• EXERCISE INSTRUCTIONS
1 - In the Word Ladder page, what value should be returned when no transformation sequence exists?
2 - Copy the Word Ladder page from "st1, st2 = set([beginWord]), set([endWord])" up to and including "s1 = st1.pop()", replacing "explored" with "visited".

• EXCERPT PROVIDED
LeetCode 127. Word Ladder

(Source) Given two words (beginWord and endWord), and a dictionary’s word list, find the length of shortest transformation sequence from beginWord to endWord, such that:

1. Only one letter can be changed at a time
2. Each intermediate word must exist in the word list

For example,

Given:
beginWord = “hit”
endWord = “cog”
wordList = [“hot”,”dot”,”dog”,”lot”,”log”]
As one shortest transformation is “hit” -> “hot” -> “dot” -> “dog” -> “cog”,
return its length 5.

Note:

• Return 0 if there is no such transformation sequence.
• All words have the same length.
• All words contain only lowercase alphabetic characters.

Solution

The idea is using Breadth-first Search, and searching from the “smaller” side in each turn.

class Solution1(object):
    def ladderLength(self, beginWord, endWord, wordList):
        """
        :type beginWord: str
        :type endWord: str
        :type wordlist: Set[str]
        :rtype: List[List[int]]
        """
        st1, st2 = set([beginWord]), set([endWord])
        words = set(wordList)
        explored = set([beginWord, endWord])
        length = 2
        while True:
            if len(st1) > len(st2):
                st1, st2 = st2, st1
            st = set()
            while st1:
                s1 = st1.pop()
                for s2 in words:
                    if self.valid(s1, s2):
                        if s2 in st2:
                            return length
                        elif s2 in explored:
                            pass
                        else:
                            st.add(s2)

(Collected data)

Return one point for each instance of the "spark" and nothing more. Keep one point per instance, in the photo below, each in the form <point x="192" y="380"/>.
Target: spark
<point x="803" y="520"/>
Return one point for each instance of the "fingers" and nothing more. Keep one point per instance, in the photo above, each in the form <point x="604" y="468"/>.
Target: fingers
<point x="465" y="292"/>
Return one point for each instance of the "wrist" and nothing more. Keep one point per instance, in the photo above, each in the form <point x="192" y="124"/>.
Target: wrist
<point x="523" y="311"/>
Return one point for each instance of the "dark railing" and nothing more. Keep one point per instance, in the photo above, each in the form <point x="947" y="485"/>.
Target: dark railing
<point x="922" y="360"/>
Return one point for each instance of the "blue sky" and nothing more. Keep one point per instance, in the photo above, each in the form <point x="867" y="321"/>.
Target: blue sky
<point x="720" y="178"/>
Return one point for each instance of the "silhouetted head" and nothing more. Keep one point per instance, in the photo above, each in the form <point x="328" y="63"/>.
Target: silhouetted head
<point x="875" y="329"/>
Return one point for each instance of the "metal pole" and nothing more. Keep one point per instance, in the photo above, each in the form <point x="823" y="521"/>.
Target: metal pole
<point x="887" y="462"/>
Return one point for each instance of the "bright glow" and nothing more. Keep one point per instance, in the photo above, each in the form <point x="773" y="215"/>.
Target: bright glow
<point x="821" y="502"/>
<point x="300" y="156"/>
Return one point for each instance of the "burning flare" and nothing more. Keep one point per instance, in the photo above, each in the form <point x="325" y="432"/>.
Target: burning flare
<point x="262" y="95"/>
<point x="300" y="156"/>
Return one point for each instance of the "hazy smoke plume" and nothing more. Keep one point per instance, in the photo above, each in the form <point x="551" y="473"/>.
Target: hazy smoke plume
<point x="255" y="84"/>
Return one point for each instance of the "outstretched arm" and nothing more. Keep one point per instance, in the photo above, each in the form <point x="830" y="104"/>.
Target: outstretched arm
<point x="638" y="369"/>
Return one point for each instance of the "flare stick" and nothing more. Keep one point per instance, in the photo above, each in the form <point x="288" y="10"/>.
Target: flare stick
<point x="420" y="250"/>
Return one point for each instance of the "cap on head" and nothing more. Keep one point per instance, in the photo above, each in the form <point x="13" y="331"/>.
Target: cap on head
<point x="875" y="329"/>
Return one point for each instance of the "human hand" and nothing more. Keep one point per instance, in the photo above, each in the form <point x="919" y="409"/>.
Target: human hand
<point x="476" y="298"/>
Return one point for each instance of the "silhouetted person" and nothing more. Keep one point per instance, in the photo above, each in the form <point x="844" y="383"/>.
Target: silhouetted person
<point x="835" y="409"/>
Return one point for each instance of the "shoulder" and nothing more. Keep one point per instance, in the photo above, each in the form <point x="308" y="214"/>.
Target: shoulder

• PROBLEM SOLUTIONS
1 - 0

2 -
st1, st2 = set([beginWord]), set([endWord])
        words = set(wordList)
        visited = set([beginWord, endWord])
        length = 2
        while True:
            if len(st1) > len(st2):
                st1, st2 = st2, st1
            st = set()
            while st1:
                s1 = st1.pop()